#### Selected passage ####

Samuel Jameson Gholson (May 19, 1808 – October 16, 1883) was a United States representative from Mississippi, a United States district judge of the United States District Court for the Northern District of Mississippi and the United States District Court for the Southern District of Mississippi and a General in the Confederate States Army.

Education and career

Born on May 19, 1808, near Richmond in Madison County, Kentucky, Gholson moved with his father to Franklin County, Alabama and attended the common schools. He read law and was admitted to the bar at Russellville, Alabama in 1829. He entered private practice in Athens, Monroe County, Mississippi from 1830 to 1839. He was a member of the Mississippi House of Representatives from 1835 to 1836, and in 1839.

Congressional service

Gholson was elected as a Jacksonian Democrat (now Democrat) from Mississippi's at-large congressional district to the United States House of Representatives of the 24th United States Congress to fill the vacancy caused by the death of United States Representative David Dickson and served from December 1, 1836, to March 3, 1837. He presented credentials as a Democratic member-elect to the 25th United States Congress and served from July 18, 1837, until February 5, 1838, when the seat was declared vacant.

Federal judicial service

Gholson was nominated by President Martin Van Buren on February 9, 1839, to a joint seat on the United States District Court for the Northern District of Mississippi and the United States District Court for the Southern District of Mississippi vacated by Judge George Adams. He was confirmed by the United States Senate on February 13, 1839, and received his commission the same day. His service terminated on January 10, 1861, due to his resignation upon the secession of Mississippi from the Union. Gholson was a member of the Mississippi secession convention in 1861.

#### Entries provided ####

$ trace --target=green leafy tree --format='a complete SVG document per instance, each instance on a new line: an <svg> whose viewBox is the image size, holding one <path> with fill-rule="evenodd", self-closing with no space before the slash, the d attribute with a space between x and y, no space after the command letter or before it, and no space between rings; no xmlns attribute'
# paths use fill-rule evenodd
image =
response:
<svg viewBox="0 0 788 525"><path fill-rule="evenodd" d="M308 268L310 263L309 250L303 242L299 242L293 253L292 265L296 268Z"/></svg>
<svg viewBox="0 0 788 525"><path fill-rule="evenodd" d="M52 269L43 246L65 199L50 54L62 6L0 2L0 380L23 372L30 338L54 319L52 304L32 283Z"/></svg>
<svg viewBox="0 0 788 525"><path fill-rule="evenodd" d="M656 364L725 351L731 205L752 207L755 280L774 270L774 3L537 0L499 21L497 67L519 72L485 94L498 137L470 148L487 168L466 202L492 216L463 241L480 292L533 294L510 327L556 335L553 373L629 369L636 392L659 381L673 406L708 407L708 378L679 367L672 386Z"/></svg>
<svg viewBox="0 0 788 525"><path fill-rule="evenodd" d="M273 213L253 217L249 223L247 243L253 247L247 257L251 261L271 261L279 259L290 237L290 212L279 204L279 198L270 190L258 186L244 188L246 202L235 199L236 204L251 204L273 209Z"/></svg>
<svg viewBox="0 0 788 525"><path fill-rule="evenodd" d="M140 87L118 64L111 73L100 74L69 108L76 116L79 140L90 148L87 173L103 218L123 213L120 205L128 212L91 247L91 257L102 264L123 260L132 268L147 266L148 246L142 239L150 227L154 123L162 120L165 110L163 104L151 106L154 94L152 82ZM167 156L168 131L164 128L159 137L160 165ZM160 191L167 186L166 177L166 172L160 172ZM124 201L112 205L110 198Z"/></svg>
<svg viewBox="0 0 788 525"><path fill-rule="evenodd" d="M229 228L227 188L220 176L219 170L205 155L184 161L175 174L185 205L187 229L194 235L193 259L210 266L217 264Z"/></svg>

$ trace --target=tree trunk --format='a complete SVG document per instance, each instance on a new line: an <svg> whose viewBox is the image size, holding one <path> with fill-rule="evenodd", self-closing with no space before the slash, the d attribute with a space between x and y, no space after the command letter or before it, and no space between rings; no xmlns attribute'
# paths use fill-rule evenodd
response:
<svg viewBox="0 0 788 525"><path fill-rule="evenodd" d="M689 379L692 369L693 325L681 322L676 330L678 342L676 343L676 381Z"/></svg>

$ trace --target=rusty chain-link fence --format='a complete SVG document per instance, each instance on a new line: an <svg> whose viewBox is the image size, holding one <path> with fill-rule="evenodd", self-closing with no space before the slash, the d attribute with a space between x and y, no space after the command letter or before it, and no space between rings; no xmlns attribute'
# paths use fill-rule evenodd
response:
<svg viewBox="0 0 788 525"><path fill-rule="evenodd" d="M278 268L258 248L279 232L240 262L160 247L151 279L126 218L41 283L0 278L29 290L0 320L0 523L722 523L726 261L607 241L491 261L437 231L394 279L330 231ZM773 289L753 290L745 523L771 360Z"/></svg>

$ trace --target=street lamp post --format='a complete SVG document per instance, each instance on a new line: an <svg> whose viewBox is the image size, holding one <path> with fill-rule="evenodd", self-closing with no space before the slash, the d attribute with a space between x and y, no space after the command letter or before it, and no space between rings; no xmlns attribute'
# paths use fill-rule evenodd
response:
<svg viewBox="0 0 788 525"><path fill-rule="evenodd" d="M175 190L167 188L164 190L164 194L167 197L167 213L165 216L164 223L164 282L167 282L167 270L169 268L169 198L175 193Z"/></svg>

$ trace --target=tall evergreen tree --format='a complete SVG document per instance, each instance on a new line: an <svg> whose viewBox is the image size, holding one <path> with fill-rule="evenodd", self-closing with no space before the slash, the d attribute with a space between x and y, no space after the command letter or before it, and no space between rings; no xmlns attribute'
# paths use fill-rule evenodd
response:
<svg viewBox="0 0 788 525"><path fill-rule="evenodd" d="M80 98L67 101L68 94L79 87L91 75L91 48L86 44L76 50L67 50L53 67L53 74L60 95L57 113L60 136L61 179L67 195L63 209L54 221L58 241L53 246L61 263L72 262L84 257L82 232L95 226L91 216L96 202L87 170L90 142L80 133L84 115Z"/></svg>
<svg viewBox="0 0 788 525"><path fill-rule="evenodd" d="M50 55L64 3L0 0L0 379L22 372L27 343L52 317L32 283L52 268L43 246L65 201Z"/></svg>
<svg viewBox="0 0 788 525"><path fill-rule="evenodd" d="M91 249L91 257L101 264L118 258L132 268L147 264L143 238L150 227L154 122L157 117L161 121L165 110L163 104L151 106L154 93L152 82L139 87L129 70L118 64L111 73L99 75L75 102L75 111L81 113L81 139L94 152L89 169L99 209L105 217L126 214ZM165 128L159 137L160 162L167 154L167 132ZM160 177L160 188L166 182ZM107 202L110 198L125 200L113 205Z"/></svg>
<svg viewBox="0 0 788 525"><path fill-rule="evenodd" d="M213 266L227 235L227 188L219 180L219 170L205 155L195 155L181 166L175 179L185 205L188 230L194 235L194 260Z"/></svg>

####
#### Entries provided ####

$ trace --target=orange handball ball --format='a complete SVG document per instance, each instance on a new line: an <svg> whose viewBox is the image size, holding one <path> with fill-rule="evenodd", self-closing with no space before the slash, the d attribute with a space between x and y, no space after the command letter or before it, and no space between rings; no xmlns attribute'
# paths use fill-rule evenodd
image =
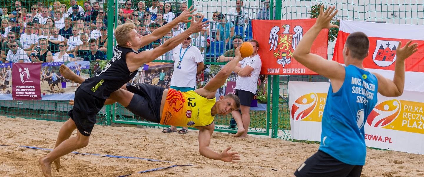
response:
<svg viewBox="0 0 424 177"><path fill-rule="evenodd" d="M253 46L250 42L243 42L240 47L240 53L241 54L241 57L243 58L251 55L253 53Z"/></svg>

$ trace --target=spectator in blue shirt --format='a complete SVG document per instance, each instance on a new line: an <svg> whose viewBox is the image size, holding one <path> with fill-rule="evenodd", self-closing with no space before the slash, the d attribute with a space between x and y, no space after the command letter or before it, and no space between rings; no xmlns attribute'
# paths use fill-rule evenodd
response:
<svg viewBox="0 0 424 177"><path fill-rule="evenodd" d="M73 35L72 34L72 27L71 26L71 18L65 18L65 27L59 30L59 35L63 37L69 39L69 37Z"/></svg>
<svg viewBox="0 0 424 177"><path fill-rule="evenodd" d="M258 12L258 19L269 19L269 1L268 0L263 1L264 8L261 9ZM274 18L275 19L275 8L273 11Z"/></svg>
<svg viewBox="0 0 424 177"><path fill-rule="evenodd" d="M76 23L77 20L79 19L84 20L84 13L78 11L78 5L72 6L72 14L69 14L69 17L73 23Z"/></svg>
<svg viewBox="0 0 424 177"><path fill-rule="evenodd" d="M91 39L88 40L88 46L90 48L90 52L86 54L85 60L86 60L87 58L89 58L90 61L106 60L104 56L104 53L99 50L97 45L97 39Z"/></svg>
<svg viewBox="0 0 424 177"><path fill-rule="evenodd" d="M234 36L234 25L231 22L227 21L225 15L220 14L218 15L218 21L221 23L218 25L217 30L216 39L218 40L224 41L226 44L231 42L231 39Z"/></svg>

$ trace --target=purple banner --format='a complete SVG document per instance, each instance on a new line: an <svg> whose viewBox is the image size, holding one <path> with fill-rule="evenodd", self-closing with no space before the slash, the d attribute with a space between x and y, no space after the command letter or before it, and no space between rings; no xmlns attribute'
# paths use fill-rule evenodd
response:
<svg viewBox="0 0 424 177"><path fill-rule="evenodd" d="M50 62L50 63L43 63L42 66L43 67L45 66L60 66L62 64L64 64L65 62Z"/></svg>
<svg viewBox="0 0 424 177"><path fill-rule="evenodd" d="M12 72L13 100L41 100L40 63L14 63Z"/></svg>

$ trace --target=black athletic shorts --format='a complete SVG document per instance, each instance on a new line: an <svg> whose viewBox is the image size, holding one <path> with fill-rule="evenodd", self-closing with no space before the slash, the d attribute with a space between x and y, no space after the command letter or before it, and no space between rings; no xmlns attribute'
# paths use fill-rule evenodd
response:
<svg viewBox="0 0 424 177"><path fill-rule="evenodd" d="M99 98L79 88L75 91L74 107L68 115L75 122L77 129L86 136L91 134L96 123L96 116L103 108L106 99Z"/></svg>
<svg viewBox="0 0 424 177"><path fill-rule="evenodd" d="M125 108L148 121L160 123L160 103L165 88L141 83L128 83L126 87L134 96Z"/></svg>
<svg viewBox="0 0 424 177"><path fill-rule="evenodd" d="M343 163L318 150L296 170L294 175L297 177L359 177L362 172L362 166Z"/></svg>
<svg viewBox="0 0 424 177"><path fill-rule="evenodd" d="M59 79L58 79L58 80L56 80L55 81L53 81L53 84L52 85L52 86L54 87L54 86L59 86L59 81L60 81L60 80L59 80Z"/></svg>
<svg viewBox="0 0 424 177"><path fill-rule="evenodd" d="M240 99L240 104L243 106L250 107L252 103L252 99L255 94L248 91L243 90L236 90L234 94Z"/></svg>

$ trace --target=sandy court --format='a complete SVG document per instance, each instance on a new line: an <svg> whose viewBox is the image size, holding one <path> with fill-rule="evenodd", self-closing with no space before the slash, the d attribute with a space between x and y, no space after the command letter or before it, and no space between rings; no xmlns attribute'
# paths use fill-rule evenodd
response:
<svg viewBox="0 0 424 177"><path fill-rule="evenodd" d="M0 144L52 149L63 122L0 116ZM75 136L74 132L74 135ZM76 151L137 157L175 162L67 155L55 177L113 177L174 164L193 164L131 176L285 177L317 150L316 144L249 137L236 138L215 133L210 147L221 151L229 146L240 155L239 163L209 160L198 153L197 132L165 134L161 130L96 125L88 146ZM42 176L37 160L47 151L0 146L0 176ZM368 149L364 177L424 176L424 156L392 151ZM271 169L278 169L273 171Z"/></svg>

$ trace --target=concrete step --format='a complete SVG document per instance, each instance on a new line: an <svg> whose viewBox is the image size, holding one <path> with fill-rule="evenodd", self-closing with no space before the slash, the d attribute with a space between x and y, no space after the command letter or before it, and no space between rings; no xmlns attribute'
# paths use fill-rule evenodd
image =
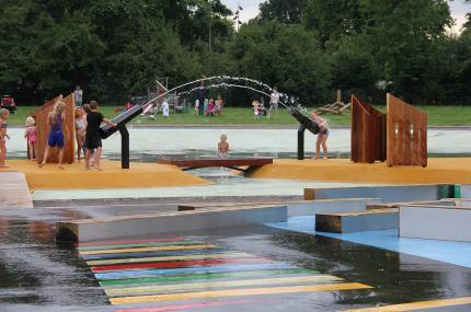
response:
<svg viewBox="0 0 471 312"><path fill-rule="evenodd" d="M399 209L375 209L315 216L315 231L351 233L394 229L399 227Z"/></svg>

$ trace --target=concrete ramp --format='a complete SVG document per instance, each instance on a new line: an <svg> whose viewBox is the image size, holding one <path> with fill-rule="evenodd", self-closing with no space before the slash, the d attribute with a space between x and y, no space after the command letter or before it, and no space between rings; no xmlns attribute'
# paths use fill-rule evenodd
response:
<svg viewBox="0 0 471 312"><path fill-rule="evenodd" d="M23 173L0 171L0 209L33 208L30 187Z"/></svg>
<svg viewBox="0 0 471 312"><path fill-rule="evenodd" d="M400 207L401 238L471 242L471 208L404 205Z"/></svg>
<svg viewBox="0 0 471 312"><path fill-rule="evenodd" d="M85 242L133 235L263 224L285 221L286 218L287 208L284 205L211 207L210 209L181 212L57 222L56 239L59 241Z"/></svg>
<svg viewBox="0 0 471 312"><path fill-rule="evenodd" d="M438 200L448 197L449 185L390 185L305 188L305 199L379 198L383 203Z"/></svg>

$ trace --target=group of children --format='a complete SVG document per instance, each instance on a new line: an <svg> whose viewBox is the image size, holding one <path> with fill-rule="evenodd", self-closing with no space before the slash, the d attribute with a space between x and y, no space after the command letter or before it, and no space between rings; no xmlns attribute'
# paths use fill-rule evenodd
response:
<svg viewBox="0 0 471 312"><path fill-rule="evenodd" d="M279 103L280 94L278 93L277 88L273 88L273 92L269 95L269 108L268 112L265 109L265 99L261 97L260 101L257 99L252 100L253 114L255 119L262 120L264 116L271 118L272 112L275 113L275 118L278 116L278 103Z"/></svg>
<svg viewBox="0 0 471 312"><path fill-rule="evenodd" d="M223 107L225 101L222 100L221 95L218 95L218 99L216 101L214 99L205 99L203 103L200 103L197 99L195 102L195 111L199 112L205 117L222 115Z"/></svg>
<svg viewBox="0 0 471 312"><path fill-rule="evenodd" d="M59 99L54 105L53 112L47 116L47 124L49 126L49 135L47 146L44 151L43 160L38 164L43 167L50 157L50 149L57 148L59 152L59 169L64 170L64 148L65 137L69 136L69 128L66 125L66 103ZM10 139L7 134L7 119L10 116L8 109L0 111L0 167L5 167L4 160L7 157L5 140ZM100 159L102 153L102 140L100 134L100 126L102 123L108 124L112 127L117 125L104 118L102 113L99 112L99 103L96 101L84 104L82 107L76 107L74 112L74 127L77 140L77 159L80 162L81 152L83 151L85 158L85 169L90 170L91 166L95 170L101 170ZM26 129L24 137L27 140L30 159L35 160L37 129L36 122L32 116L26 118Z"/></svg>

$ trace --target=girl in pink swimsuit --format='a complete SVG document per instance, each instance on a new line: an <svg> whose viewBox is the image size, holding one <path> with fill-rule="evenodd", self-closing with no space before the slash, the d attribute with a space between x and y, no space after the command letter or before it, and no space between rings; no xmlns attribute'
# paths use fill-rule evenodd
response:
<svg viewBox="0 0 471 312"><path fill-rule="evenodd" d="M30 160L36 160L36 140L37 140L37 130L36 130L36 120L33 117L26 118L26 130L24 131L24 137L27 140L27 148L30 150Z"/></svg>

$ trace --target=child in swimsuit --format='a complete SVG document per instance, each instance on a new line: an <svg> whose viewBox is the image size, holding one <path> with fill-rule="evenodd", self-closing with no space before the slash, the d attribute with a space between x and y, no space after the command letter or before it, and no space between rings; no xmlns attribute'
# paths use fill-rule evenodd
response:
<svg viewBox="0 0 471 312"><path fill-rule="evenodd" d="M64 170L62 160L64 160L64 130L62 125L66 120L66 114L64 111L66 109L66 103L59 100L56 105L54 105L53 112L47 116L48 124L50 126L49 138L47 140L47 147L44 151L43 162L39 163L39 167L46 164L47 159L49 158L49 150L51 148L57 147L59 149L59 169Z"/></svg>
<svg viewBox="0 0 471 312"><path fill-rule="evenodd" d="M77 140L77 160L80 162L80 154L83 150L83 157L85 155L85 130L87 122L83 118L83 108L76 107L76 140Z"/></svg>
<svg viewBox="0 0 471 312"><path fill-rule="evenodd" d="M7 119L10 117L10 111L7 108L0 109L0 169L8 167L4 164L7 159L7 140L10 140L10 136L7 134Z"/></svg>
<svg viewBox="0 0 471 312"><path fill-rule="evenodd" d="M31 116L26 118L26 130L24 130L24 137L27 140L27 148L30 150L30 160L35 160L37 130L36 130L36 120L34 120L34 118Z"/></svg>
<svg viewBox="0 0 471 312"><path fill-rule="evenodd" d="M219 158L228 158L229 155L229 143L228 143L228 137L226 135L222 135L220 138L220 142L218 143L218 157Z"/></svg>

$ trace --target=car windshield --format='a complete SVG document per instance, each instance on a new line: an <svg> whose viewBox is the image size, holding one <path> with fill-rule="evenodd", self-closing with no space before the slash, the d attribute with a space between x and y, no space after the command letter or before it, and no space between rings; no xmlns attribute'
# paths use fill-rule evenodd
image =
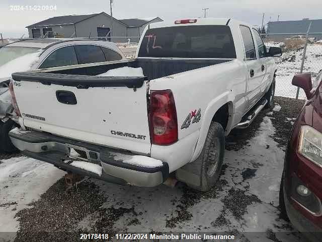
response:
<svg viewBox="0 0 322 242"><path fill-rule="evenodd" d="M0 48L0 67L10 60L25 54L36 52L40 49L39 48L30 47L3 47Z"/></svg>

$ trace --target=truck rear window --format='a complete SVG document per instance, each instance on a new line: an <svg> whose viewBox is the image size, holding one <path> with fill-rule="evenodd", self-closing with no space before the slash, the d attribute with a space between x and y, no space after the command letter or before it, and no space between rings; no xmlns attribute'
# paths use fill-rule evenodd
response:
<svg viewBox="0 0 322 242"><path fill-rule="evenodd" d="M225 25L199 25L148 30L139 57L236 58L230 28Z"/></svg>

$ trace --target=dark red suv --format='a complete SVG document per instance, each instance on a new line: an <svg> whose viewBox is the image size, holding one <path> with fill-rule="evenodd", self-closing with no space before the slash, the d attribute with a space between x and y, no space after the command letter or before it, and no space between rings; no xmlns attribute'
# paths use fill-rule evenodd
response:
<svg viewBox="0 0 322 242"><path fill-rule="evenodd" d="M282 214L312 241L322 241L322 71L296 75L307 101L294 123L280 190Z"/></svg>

####

[Exercise instructions]:
1. Answer these questions from the Gholson biography:
(a) In what town and year was Gholson admitted to the bar?
(b) Whose death created the House vacancy that Gholson was elected to fill?
(c) On what date did the United States Senate confirm Gholson as a judge?
2. Print the Gholson biography word for word from "Education and career" to "and in 1839.".
3. Carry on the Gholson biography from its final sentence.
The data is separate from the Gholson biography.

[The results]:
1.
(a) Russellville, Alabama, in 1829.
(b) United States Representative David Dickson's.
(c) February 13, 1839.

2.
Education and career

Born on May 19, 1808, near Richmond in Madison County, Kentucky, Gholson moved with his father to Franklin County, Alabama and attended the common schools. He read law and was admitted to the bar at Russellville, Alabama in 1829. He entered private practice in Athens, Monroe County, Mississippi from 1830 to 1839. He was a member of the Mississippi House of Representatives from 1835 to 1836, and in 1839.

3.
Other service

Concurrent with his federal judicial service, Gholson served in the Mississippi State Militia as a lieutenant in 1846.

Later career and death

During the American Civil War, Gholson served in the Confederate States Army as a private, captain, colonel, brigadier general, and major general of state troops. He became brigadier general of the Confederate States Army in June 1863, and was placed in command of a brigade of cavalry. He was a member of the Mississippi House of Representatives from 1865 to 1866, and in 1878. He was its Speaker in the 1865-1866 session, the last session before 1870. He resumed private practice in Aberdeen, Mississippi from 1866 to 1878, and from 1878 to 1883. He died on October 16, 1883, in Aberdeen. He was interred in Odd Fellows Cemetery in Aberdeen.

See also

 List of American Civil War generals (Confederate)

References

Sources
 Eicher, John H., and David J. Eicher, Civil War High Commands. Stanford: Stanford University Press, 2001. .
 Sifakis, Stewart. Who Was Who in the Civil War. New York: Facts On File, 1988. .

 Warner, Ezra J. Generals in Gray: Lives of the Confederate Commanders. Baton Rouge: Louisiana State University Press, 1959. .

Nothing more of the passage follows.